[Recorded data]
________________________

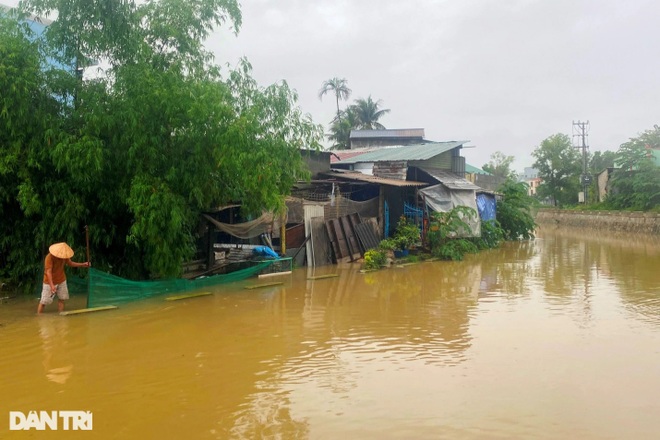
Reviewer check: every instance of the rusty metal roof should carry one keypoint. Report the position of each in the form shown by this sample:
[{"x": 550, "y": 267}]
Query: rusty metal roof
[
  {"x": 354, "y": 175},
  {"x": 404, "y": 152},
  {"x": 449, "y": 179}
]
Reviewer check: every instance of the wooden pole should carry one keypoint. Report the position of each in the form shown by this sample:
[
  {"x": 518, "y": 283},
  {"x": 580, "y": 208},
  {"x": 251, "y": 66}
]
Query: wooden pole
[
  {"x": 87, "y": 240},
  {"x": 89, "y": 275},
  {"x": 283, "y": 234}
]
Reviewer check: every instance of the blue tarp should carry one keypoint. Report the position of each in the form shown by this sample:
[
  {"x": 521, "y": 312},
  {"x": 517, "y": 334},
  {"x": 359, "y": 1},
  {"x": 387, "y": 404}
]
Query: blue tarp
[
  {"x": 487, "y": 206},
  {"x": 265, "y": 251}
]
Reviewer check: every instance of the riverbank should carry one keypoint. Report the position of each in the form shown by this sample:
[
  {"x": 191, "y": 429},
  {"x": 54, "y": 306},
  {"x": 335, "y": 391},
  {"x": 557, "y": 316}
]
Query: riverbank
[{"x": 612, "y": 221}]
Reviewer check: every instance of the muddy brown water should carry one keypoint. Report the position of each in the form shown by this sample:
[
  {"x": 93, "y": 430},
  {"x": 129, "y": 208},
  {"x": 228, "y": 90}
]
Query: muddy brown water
[{"x": 552, "y": 339}]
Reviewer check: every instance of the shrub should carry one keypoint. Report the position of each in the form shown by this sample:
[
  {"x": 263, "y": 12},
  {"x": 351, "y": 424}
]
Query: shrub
[
  {"x": 406, "y": 234},
  {"x": 455, "y": 249},
  {"x": 374, "y": 259},
  {"x": 492, "y": 235}
]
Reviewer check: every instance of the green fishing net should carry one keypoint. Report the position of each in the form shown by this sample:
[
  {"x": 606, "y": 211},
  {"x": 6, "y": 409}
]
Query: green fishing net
[{"x": 104, "y": 289}]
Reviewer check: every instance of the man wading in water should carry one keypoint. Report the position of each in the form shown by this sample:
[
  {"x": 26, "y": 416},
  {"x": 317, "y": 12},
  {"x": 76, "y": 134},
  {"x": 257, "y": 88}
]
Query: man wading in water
[{"x": 59, "y": 254}]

________________________

WHAT THIS TASK INVOLVES >> Reproduce nothing but the lines from the line containing "Reviewer check: every instance of the wooden" to the last line of the data, each exactly as written.

SOLUTION >>
Reviewer check: every instance of the wooden pole should carry one keypoint. Report the position of each in the form shown by this sample:
[
  {"x": 518, "y": 283},
  {"x": 580, "y": 208},
  {"x": 251, "y": 66}
]
Query: wooden pole
[
  {"x": 87, "y": 240},
  {"x": 89, "y": 275},
  {"x": 283, "y": 234}
]
Reviewer check: every instance of the blue tarp should carry one keypoint. Report the position of each in the form shown by this sample:
[
  {"x": 521, "y": 312},
  {"x": 517, "y": 334},
  {"x": 359, "y": 1},
  {"x": 387, "y": 404}
]
Query: blue tarp
[
  {"x": 487, "y": 206},
  {"x": 265, "y": 251}
]
Reviewer check: every instance of the riverbank should carry one keypoint. Report the position of each in the form shown by this sample:
[
  {"x": 191, "y": 429},
  {"x": 54, "y": 306},
  {"x": 335, "y": 391},
  {"x": 557, "y": 316}
]
Query: riverbank
[{"x": 612, "y": 221}]
Reviewer check: every instance of the muddy brown water should carry one keypoint. Report the position of each in the form shown by this sample:
[
  {"x": 93, "y": 430},
  {"x": 129, "y": 208},
  {"x": 228, "y": 90}
]
Query: muddy brown water
[{"x": 552, "y": 339}]
Reviewer check: every instance of the shrub should carry one keypoint. Report the position of each in the form shown by this sample:
[
  {"x": 263, "y": 12},
  {"x": 351, "y": 424}
]
Query: shrub
[
  {"x": 406, "y": 234},
  {"x": 455, "y": 249},
  {"x": 374, "y": 259},
  {"x": 492, "y": 235}
]
Reviewer check: every instance of the green fishing net should carry one keypoint. Report the position of each in the form shown by this sample:
[
  {"x": 606, "y": 211},
  {"x": 6, "y": 409}
]
Query: green fishing net
[{"x": 104, "y": 289}]
Reviewer check: every instance of the man wading in water should carry one keypoint. Report the position of each in the form shown by this sample:
[
  {"x": 26, "y": 416},
  {"x": 317, "y": 12},
  {"x": 76, "y": 134},
  {"x": 257, "y": 88}
]
Query: man wading in water
[{"x": 59, "y": 254}]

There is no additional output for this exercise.